● Written task A: Copy out the fence pricing thread in full, word for word.
● Written task B: In the records, swap "window" for "skylight" everywhere in the part that opens with the line containing "In this photo, point at the electrical" and closes at the end of the records. Give only that part, with nothing else changed.

--- START OF Document ---

# Pricing question. Don't flame me to death till you read it!



## Pounder (Nov 28, 2020)

I'm moving to Mississippi up near the Tennessee border. Looking at a new home that needs fencing, and have no idea what I'll have to pay. Simple 6' good neighbor fence. I know what I'd charge, but no one East of the Rockies is stupid enough to shell out that kind of cash for a fence. One of the near useless home improvement sites said 12$ to 25$ a foot. Seems way to cheap, but I guess if it's Scooter and Buba doing the work with stolen material it could be right.
Thoughts?


----------



## Tinstaafl (Jan 6, 2008)

If you build it yourself, you'd know exactly how much to charge. Can you afford you?


----------



## Joe Fairplay (Aug 26, 2021)

HDMP = Home Depot Material Price
RIP = Retail Installed Price
HDMP X 3.50 = RIP


----------



## Big Johnson (Jun 2, 2017)

I got a quote for a fence, it was about double the hd material cost. PT/DE. I’d have to look it up to be sure but I think it was about $20/ft for ~5xx’.


----------



## Mordekyle (May 20, 2014)

I quoted one yesterday at about $67/lf for 95’

6’ Privacy, 3 pt rails, man gate.


Sent from my iPhone using Tapatalk


----------



## Pounder (Nov 28, 2020)

Tinstaafl said:


> If you build it yourself, you'd know exactly how much to charge. Can you afford you?

--- END OF Document ---
--- START OF Provided records ---

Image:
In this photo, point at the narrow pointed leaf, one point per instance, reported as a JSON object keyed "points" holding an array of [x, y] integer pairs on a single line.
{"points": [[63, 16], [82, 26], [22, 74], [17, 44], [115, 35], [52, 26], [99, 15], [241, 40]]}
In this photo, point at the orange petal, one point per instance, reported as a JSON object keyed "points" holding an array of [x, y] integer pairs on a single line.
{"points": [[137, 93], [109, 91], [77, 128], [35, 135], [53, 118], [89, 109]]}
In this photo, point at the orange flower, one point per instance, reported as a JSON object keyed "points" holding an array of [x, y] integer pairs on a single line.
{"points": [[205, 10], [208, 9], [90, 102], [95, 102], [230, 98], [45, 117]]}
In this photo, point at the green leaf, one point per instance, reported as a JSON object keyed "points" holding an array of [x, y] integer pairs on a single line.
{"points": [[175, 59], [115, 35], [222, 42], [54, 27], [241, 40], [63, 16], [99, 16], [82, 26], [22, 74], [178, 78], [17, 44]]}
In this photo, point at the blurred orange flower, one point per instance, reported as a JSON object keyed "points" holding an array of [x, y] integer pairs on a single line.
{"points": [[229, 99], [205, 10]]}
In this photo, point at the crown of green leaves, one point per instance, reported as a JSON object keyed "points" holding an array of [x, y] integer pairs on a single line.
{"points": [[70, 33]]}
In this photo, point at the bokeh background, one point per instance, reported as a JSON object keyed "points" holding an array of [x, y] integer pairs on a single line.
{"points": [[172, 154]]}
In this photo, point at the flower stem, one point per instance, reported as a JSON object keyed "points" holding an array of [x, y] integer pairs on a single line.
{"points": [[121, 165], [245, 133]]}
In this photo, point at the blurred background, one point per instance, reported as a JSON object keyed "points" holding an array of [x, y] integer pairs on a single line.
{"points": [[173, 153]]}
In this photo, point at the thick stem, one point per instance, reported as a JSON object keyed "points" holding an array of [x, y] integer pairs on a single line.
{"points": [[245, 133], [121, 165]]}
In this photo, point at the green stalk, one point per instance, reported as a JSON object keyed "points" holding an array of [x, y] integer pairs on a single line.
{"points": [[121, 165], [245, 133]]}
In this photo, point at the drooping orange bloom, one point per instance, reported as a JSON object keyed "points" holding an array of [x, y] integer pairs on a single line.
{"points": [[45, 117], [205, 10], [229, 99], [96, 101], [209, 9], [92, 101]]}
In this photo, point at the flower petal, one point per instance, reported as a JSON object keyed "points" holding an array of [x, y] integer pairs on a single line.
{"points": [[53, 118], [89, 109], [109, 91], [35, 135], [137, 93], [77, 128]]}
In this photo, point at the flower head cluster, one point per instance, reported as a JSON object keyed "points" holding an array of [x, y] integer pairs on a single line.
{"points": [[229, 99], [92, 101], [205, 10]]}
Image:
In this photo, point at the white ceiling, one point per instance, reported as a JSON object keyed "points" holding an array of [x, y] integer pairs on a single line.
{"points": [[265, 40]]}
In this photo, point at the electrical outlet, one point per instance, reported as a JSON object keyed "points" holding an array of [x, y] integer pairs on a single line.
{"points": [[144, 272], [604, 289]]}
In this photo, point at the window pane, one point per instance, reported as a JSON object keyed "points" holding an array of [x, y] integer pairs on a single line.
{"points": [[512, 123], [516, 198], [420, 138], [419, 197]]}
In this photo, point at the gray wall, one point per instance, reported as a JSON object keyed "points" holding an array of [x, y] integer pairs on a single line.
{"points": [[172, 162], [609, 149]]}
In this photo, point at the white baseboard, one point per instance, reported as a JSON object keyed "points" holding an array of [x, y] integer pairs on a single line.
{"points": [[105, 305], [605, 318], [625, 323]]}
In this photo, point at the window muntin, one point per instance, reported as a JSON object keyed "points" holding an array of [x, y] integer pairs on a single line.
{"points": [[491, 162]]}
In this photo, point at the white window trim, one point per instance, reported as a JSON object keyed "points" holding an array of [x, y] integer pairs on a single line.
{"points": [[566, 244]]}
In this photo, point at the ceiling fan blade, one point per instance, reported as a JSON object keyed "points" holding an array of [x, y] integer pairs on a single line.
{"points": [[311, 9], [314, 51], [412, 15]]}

--- END OF Provided records ---

● Task response A:
# Pricing question. Don't flame me to death till you read it!



## Pounder (Nov 28, 2020)

I'm moving to Mississippi up near the Tennessee border. Looking at a new home that needs fencing, and have no idea what I'll have to pay. Simple 6' good neighbor fence. I know what I'd charge, but no one East of the Rockies is stupid enough to shell out that kind of cash for a fence. One of the near useless home improvement sites said 12$ to 25$ a foot. Seems way to cheap, but I guess if it's Scooter and Buba doing the work with stolen material it could be right.
Thoughts?


----------



## Tinstaafl (Jan 6, 2008)

If you build it yourself, you'd know exactly how much to charge. Can you afford you?


----------



## Joe Fairplay (Aug 26, 2021)

HDMP = Home Depot Material Price
RIP = Retail Installed Price
HDMP X 3.50 = RIP


----------



## Big Johnson (Jun 2, 2017)

I got a quote for a fence, it was about double the hd material cost. PT/DE. I’d have to look it up to be sure but I think it was about $20/ft for ~5xx’.


----------



## Mordekyle (May 20, 2014)

I quoted one yesterday at about $67/lf for 95’

6’ Privacy, 3 pt rails, man gate.


Sent from my iPhone using Tapatalk


----------



## Pounder (Nov 28, 2020)

Tinstaafl said:


> If you build it yourself, you'd know exactly how much to charge. Can you afford you?

● Task response B:
In this photo, point at the electrical outlet, one point per instance, reported as a JSON object keyed "points" holding an array of [x, y] integer pairs on a single line.
{"points": [[144, 272], [604, 289]]}
In this photo, point at the skylight pane, one point per instance, reported as a JSON object keyed "points" holding an array of [x, y] integer pairs on a single line.
{"points": [[512, 123], [516, 198], [420, 138], [419, 197]]}
In this photo, point at the gray wall, one point per instance, reported as a JSON object keyed "points" holding an array of [x, y] integer pairs on a single line.
{"points": [[172, 162], [609, 149]]}
In this photo, point at the white baseboard, one point per instance, reported as a JSON object keyed "points" holding an array of [x, y] integer pairs on a single line.
{"points": [[105, 305], [605, 318], [625, 323]]}
In this photo, point at the skylight muntin, one point per instance, reported as a JSON object keyed "points" holding an array of [x, y] integer pairs on a single line.
{"points": [[491, 162]]}
In this photo, point at the white skylight trim, one point per instance, reported as a JSON object keyed "points" holding an array of [x, y] integer pairs on a single line.
{"points": [[566, 244]]}
In this photo, point at the ceiling fan blade, one point per instance, reported as a JSON object keyed "points" holding an array of [x, y] integer pairs on a single line.
{"points": [[311, 9], [314, 51], [412, 15]]}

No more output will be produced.